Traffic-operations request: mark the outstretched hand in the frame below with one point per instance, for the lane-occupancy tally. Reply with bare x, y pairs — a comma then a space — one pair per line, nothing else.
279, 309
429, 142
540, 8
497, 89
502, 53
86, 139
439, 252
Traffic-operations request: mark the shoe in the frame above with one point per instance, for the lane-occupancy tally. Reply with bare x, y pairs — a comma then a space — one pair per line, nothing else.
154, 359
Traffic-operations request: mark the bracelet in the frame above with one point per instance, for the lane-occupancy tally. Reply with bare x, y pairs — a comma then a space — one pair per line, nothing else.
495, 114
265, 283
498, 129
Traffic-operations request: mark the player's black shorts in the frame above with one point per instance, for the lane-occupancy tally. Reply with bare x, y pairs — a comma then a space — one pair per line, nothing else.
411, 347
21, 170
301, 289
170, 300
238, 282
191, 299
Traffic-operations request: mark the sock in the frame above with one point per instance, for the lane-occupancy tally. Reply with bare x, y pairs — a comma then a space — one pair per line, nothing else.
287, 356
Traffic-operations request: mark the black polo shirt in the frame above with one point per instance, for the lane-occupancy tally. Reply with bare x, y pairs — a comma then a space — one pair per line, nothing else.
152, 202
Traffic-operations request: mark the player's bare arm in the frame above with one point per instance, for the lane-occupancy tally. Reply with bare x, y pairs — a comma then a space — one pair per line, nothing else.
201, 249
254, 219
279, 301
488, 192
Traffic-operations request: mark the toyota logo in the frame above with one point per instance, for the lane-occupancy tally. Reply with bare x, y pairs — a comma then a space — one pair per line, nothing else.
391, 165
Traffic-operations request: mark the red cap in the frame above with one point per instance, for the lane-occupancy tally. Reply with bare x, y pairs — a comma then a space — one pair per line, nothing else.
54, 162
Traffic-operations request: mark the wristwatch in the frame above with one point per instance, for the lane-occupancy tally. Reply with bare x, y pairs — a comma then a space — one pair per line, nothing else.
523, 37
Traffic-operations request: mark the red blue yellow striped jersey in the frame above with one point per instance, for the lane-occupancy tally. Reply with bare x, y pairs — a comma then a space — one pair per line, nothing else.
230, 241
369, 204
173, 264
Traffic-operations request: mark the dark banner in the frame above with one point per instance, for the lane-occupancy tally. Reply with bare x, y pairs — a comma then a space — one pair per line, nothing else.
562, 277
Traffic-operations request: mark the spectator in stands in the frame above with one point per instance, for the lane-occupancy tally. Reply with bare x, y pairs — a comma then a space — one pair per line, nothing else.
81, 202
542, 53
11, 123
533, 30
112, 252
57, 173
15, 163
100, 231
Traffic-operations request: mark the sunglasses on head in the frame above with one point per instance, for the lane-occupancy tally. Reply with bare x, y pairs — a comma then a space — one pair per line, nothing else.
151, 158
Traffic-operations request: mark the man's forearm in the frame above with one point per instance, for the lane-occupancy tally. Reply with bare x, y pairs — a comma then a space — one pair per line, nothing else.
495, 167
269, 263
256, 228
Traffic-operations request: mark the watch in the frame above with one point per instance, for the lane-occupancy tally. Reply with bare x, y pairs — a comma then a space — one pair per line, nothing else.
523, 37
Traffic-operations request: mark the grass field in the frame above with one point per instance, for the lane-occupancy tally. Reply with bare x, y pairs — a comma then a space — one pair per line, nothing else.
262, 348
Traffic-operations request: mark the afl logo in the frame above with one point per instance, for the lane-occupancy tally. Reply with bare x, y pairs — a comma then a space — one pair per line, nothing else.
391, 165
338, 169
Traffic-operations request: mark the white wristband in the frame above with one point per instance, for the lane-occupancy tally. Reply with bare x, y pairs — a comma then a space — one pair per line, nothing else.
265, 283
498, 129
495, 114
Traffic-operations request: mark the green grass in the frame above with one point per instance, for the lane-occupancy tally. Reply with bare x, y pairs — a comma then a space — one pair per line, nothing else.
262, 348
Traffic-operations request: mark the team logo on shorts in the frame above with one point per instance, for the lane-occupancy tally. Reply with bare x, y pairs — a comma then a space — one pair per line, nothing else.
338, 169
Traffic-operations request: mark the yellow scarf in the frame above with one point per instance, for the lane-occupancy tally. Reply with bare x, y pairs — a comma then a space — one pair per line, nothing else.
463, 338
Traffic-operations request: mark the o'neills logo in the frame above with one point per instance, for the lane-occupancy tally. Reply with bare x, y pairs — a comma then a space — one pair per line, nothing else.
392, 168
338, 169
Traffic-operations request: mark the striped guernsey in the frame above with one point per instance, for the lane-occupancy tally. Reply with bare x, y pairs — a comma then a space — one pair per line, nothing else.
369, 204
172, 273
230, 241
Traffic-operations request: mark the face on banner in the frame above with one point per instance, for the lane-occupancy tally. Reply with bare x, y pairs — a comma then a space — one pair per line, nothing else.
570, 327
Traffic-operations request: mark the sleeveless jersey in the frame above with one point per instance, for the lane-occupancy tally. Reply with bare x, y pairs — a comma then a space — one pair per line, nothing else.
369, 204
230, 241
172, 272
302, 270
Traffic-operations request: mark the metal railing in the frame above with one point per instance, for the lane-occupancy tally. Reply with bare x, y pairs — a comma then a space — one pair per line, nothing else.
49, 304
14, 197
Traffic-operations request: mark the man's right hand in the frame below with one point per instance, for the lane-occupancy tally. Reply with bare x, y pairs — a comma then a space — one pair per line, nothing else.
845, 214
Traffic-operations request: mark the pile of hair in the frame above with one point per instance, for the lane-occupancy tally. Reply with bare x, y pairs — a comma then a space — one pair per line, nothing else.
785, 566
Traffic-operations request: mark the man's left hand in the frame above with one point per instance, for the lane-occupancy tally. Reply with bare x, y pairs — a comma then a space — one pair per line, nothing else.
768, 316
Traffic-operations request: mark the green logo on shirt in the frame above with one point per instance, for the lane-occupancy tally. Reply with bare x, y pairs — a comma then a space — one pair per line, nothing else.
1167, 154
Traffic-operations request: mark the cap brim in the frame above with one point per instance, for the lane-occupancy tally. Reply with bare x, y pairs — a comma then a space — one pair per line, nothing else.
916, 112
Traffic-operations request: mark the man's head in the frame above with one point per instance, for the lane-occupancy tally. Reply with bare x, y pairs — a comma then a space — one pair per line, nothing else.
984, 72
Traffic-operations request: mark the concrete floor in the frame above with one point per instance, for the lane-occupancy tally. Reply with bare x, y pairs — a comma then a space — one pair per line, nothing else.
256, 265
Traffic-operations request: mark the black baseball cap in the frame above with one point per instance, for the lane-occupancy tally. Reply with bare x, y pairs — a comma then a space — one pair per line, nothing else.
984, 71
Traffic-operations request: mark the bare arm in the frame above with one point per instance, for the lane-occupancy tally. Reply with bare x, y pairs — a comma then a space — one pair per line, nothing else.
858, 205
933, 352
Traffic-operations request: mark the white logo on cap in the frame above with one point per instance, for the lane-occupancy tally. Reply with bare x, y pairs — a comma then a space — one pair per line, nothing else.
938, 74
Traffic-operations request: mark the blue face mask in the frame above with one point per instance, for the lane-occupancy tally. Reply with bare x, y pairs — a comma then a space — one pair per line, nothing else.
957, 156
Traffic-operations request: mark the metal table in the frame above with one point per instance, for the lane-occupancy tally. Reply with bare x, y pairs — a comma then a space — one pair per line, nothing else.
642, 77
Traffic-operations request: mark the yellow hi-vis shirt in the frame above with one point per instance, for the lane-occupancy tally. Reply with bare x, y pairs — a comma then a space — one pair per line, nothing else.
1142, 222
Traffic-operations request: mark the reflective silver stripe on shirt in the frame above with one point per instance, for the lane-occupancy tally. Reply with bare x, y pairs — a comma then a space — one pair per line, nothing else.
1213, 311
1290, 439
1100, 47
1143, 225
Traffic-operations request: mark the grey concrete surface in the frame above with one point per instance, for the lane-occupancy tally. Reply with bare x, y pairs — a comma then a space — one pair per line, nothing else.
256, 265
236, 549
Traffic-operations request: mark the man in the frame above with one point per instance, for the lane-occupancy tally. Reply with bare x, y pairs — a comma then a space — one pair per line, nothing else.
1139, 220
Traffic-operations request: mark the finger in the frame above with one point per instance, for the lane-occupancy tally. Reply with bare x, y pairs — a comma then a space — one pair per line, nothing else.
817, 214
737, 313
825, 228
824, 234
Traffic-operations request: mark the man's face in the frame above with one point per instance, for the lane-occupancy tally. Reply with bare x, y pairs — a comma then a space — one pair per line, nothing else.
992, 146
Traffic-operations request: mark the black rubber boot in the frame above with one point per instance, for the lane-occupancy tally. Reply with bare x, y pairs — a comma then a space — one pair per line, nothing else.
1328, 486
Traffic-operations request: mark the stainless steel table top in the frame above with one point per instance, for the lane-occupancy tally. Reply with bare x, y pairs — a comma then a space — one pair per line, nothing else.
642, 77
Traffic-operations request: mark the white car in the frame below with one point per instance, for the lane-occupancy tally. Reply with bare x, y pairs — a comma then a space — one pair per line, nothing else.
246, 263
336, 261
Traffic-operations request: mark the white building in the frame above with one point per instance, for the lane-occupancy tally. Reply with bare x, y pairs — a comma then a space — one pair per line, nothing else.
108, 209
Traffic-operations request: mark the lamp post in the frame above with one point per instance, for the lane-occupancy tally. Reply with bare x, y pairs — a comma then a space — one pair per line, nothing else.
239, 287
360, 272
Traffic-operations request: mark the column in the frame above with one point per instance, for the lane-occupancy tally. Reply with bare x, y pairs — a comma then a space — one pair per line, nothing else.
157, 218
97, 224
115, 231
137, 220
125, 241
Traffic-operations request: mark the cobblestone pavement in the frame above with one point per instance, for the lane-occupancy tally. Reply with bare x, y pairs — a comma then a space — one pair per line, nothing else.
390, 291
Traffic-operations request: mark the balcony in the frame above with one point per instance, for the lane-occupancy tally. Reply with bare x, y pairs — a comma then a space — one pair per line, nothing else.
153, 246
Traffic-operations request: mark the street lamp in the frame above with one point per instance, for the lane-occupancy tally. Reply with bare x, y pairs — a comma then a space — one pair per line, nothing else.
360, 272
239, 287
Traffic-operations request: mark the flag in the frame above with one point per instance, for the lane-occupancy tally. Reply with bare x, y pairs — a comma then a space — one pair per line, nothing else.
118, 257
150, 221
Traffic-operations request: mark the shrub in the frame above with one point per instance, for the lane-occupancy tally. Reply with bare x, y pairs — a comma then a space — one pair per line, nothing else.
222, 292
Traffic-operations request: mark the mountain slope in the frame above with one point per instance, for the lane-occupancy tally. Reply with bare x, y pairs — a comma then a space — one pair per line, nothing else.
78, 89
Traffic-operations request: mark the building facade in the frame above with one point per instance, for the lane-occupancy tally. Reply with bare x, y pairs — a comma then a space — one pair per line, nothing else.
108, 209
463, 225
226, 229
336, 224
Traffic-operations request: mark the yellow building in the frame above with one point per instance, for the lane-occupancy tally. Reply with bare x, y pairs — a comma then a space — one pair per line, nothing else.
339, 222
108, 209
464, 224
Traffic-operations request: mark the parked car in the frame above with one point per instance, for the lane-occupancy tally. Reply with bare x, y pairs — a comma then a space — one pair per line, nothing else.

+--

# [Set task]
Copy out every line from the one containing "Traffic-operations request: mark the flag" to the end of the material, both ends included.

# [Task solution]
Traffic-operations request: mark the flag in the frame above with one point per instance, for the lane-occupancy tally. Reply with bare x, y pairs — a comma then a space — one pair per line, nothing else.
118, 257
150, 221
Traffic-operations request: mark the shrub in the frame above with one point per instance, for the lane-occupancy tally. Reply with bare x, y pairs — a comma then a space — one pair per line, nothing else.
222, 292
Traffic-operations request: mark the mountain slope in the frame above with one point per instance, for the lane-occupancy tally. Reply with bare x, y pairs — a comma then a space — one pair per line, nothing else.
78, 89
Traffic-operations request: mark the building facade in the frame above with one point per instance, for the lane-occupancy tally. Reply with bare x, y pairs — a comma then a space — one pair per line, nothing else.
108, 209
463, 225
226, 229
336, 224
Traffic-operations request: mark the yellow building in the frame above with one point per instance, for the lane-occupancy tally. Reply with bare x, y pairs — a comma then a space — one pair per line, nothing else.
339, 222
108, 209
464, 224
Traffic-operations request: mark the parked car in the frame above with one point per instance, for the lane-occupancy tally. Reply with bare x, y pairs — a comma then a space — one pair per line, nothing else.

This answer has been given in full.